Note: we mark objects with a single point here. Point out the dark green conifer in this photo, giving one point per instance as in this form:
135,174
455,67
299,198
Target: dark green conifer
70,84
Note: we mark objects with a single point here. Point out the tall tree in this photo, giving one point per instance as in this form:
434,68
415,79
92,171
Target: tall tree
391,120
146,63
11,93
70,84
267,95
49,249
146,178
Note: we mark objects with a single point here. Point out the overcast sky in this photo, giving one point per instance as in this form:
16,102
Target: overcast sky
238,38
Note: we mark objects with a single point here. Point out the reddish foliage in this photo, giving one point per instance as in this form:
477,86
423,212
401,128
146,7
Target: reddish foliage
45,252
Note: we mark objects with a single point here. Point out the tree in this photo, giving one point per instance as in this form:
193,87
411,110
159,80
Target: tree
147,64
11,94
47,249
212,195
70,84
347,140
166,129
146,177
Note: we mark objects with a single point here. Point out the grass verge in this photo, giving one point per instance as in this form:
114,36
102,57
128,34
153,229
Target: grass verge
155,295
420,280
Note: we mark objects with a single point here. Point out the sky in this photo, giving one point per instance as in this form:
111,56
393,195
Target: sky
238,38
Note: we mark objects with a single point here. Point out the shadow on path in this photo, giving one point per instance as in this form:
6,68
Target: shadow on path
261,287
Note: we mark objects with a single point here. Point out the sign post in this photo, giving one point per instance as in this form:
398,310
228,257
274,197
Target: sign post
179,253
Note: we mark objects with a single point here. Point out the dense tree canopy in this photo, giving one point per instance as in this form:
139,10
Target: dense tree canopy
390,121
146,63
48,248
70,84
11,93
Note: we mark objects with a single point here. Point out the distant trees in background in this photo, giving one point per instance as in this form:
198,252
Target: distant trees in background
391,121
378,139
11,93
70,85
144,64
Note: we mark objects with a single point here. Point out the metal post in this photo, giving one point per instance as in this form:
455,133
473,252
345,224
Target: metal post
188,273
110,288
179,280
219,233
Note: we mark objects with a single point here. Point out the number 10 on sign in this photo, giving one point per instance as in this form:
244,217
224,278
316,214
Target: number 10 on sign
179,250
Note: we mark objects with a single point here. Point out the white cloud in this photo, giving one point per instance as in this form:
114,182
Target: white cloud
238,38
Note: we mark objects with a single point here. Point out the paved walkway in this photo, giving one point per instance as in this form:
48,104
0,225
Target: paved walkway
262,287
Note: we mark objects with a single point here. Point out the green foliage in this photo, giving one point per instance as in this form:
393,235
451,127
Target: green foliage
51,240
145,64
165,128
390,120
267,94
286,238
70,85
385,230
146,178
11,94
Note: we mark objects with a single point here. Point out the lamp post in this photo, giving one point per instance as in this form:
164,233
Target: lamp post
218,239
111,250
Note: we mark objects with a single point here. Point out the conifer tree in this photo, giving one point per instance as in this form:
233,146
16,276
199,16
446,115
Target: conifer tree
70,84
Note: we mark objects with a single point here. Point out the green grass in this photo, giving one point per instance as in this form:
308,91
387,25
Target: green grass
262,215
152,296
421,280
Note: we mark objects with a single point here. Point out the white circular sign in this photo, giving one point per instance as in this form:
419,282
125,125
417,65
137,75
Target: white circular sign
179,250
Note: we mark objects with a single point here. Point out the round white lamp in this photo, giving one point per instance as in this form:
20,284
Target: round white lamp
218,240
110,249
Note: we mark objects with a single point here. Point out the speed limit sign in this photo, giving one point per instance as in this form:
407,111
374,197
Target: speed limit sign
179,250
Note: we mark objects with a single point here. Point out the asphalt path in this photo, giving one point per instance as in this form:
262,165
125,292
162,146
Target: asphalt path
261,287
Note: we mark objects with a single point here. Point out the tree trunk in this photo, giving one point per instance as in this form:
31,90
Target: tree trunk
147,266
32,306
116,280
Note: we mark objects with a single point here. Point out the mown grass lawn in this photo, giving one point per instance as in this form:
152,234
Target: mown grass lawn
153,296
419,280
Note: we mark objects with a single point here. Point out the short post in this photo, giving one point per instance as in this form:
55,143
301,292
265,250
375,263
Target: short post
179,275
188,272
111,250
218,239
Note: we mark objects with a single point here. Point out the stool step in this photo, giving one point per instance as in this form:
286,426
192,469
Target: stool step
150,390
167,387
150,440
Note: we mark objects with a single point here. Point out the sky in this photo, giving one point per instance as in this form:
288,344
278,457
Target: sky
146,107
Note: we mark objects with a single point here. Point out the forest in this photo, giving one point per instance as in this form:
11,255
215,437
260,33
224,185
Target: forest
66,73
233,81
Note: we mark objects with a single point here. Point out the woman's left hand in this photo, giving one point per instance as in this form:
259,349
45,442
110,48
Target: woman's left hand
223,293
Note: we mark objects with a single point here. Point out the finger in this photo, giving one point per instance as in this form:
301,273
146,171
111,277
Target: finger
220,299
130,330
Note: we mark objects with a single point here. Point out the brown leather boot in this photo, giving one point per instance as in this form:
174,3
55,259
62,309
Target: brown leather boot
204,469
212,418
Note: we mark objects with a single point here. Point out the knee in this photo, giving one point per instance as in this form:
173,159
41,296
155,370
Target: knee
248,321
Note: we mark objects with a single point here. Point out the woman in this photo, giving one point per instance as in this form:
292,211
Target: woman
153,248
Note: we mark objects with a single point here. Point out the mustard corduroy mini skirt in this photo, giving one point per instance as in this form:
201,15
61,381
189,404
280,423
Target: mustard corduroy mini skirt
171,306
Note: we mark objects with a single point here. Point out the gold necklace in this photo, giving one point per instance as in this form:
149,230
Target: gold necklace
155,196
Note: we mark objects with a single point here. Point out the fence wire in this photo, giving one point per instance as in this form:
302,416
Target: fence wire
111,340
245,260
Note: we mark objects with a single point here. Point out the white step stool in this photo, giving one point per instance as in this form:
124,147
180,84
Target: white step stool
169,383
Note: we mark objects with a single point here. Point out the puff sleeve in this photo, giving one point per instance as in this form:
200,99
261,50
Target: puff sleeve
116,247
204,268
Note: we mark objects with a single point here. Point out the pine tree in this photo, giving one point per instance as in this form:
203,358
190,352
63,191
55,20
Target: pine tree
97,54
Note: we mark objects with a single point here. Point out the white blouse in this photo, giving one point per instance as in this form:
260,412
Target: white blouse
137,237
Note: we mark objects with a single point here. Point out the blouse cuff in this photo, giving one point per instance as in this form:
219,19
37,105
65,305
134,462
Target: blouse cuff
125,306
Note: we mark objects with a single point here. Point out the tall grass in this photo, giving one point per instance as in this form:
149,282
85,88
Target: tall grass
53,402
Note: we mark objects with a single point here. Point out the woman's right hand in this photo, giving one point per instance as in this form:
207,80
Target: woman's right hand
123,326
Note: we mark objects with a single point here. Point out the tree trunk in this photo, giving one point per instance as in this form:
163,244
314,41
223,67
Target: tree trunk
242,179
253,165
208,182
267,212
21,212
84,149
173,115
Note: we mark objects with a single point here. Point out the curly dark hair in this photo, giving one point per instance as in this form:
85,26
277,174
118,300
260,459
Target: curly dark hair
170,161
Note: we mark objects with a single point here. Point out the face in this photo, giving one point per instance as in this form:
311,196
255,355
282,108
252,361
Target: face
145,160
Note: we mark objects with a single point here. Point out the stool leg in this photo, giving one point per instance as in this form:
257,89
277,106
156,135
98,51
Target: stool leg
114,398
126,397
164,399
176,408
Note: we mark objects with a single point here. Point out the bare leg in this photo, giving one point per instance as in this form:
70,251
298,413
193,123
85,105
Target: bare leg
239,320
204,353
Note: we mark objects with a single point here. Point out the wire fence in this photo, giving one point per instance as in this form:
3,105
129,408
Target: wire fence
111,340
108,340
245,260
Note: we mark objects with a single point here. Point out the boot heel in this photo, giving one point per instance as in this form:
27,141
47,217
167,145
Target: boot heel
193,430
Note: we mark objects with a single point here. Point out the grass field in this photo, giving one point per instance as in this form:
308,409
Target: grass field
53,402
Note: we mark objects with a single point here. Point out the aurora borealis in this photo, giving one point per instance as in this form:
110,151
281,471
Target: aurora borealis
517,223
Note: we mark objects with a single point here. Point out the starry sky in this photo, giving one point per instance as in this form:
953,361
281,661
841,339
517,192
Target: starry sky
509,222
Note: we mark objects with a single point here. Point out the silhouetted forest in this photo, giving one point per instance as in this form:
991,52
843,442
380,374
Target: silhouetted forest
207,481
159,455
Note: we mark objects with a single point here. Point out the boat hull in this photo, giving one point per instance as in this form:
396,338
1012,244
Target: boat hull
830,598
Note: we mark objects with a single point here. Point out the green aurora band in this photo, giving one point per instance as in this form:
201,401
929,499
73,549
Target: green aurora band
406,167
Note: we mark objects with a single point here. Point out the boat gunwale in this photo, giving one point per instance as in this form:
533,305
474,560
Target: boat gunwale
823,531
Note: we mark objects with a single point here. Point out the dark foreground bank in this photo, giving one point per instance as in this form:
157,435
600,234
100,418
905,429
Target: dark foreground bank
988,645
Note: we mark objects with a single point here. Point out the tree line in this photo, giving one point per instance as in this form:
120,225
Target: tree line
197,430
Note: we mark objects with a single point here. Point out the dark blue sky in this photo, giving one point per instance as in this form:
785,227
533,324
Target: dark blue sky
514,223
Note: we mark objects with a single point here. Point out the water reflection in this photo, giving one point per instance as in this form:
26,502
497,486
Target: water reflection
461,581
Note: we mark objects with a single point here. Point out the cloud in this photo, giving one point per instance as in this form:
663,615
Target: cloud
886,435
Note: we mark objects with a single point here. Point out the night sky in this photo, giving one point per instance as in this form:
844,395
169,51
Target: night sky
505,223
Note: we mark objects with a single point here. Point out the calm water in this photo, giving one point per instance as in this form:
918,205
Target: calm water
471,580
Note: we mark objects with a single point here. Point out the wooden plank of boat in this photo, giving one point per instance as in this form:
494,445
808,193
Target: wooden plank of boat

PROBLEM STATEMENT =>
Line count for the word "wooden": give the number of lines in the entries above that contain it, and nothing more.

SOLVED PROBLEM =>
2